** Data listing follows **

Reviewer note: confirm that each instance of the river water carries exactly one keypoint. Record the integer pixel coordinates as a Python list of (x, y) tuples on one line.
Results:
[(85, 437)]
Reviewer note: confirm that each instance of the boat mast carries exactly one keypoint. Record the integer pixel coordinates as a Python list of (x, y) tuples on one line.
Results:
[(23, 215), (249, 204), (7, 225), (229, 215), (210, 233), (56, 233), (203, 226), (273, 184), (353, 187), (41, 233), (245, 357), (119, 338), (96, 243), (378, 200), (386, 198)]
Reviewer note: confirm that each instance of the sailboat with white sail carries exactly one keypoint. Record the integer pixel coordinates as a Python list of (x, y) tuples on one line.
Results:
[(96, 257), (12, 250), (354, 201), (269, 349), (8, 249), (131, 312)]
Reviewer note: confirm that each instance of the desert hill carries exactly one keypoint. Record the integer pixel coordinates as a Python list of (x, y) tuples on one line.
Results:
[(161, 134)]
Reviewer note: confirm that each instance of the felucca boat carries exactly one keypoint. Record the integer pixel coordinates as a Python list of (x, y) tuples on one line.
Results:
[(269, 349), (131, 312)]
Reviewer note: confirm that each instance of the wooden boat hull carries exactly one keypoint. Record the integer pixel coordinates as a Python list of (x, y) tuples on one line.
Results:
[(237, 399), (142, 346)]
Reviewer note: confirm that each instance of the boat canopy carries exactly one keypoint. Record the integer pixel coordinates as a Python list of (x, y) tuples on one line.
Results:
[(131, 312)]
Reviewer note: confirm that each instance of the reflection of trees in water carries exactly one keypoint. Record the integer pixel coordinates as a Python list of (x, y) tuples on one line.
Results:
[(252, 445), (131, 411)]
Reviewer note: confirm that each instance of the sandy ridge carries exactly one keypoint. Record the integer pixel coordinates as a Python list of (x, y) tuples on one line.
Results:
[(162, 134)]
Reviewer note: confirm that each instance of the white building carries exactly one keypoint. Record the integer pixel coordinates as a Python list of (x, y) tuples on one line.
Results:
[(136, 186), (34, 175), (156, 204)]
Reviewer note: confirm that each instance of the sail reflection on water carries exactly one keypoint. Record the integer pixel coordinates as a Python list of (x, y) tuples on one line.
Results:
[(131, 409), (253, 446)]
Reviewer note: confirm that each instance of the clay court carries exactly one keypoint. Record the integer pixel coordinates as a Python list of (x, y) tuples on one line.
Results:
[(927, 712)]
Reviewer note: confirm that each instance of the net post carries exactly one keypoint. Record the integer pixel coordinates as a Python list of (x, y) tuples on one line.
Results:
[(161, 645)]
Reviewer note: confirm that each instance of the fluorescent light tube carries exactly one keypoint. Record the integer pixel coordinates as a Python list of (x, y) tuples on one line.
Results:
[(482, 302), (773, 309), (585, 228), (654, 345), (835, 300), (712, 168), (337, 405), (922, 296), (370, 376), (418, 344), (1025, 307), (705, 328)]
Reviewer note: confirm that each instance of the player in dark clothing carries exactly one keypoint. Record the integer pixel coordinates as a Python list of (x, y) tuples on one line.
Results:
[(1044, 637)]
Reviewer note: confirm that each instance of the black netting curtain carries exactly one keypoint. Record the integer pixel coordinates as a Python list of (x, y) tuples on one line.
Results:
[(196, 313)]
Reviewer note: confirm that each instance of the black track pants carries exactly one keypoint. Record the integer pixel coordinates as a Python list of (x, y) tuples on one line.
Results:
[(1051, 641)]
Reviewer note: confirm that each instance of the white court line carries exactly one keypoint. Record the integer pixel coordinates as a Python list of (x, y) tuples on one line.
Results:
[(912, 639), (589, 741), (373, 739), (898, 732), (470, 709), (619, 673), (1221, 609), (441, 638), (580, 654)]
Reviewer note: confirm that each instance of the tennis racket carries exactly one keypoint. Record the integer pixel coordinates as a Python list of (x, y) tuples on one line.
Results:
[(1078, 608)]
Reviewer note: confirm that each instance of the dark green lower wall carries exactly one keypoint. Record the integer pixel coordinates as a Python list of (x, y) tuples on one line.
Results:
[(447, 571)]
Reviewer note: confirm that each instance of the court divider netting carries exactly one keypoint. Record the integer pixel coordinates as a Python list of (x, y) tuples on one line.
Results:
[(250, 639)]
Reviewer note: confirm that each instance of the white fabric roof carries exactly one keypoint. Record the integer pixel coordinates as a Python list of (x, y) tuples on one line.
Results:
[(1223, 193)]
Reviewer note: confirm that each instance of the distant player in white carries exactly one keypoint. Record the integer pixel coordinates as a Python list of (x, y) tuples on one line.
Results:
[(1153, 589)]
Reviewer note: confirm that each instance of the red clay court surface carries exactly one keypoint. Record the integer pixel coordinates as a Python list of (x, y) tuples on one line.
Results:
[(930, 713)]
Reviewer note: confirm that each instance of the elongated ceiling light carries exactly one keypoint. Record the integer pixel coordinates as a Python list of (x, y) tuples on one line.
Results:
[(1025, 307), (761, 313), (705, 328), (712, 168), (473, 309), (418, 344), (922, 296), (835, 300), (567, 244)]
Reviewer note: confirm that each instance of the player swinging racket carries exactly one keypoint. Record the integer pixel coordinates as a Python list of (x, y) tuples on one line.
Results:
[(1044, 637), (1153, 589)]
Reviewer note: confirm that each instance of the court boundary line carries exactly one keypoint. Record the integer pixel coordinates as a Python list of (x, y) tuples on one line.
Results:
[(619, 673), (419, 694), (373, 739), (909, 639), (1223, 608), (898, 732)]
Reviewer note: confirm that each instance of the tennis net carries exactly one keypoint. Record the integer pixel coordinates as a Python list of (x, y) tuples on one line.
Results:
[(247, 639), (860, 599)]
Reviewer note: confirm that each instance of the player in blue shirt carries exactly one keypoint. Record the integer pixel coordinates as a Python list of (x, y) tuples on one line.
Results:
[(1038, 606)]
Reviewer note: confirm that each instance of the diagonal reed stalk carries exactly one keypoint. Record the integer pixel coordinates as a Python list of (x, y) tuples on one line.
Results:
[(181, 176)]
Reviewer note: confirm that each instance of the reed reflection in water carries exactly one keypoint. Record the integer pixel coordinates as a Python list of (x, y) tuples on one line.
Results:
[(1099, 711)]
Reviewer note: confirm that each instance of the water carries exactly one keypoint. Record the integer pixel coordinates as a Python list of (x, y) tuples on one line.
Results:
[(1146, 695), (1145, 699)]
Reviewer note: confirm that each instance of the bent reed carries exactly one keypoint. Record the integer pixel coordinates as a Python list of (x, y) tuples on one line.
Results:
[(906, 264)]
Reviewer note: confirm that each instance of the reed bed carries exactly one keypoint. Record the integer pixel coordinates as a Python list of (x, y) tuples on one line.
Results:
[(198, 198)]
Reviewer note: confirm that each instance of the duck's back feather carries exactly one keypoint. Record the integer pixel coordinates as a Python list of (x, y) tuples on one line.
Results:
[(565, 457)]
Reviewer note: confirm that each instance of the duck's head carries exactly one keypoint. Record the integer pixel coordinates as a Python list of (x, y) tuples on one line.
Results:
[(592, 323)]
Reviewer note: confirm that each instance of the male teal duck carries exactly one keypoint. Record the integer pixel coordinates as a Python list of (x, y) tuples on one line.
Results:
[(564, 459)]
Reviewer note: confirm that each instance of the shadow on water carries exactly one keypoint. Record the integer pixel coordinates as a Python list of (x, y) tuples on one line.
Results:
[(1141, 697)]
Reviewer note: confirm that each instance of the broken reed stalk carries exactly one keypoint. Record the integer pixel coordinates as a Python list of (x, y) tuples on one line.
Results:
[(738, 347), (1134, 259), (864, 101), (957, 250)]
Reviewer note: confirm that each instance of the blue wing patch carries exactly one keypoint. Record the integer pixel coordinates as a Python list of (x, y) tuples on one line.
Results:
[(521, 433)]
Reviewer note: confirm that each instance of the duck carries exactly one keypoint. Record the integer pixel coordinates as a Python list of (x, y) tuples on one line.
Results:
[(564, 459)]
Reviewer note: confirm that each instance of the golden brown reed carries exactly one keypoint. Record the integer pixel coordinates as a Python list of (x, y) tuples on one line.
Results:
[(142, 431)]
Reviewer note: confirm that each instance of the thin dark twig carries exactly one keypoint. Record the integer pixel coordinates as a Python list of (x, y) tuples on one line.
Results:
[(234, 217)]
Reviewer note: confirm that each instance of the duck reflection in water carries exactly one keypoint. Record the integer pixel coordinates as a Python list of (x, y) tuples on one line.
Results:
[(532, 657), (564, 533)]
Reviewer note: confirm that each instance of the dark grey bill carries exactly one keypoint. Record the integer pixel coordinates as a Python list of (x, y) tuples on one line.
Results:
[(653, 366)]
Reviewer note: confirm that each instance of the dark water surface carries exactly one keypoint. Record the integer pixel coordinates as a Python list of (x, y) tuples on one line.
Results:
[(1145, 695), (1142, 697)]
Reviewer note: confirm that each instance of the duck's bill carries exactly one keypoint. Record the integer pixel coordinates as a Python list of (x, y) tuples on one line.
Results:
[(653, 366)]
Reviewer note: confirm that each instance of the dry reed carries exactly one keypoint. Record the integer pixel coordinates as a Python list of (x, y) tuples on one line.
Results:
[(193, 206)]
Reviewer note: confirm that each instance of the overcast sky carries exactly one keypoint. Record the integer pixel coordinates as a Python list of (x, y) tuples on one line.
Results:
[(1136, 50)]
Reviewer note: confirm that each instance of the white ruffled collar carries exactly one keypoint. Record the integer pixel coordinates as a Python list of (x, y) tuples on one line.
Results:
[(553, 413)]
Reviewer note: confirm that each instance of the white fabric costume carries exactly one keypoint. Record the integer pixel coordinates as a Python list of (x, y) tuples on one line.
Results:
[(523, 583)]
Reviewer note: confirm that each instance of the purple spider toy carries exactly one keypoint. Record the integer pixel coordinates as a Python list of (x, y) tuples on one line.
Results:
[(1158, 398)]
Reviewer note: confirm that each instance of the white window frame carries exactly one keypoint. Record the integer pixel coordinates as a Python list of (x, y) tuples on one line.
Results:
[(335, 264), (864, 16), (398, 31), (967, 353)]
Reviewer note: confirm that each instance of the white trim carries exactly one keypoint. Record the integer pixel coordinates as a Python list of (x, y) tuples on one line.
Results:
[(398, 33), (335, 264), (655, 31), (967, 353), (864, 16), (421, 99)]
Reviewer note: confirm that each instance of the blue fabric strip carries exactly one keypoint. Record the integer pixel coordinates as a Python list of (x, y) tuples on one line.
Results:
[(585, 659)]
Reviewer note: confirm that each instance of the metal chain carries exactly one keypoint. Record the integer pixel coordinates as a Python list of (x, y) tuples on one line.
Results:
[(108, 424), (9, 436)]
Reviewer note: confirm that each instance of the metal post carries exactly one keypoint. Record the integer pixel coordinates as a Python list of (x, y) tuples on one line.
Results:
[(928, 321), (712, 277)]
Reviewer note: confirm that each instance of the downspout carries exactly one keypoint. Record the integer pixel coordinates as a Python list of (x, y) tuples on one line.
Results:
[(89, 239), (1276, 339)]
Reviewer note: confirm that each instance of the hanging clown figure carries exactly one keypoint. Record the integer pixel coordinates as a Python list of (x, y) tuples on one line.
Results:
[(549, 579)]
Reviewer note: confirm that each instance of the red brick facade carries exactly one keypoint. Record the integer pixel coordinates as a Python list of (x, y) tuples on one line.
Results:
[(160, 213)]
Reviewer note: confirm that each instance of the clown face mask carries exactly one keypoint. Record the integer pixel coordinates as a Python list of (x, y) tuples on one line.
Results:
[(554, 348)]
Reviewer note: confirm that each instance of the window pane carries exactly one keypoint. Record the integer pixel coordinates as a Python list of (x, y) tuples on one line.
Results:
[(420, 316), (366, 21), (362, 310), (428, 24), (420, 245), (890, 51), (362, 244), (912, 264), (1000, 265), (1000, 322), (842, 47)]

** End of Data listing **

▶ [How to complete this task] Check the entries above line by line and return each one containing the word "post".

▶ [Task solution]
Reviewer note: confirm that each instance of the net post carries exactly one keypoint. Record the integer pixel coordinates as a Python list of (x, y) tuples on one line.
Reviewer note: confirm that each instance of the metal post carries exactly one keypoint. Record the integer pixel coordinates as a Python list of (x, y) tuples on one line.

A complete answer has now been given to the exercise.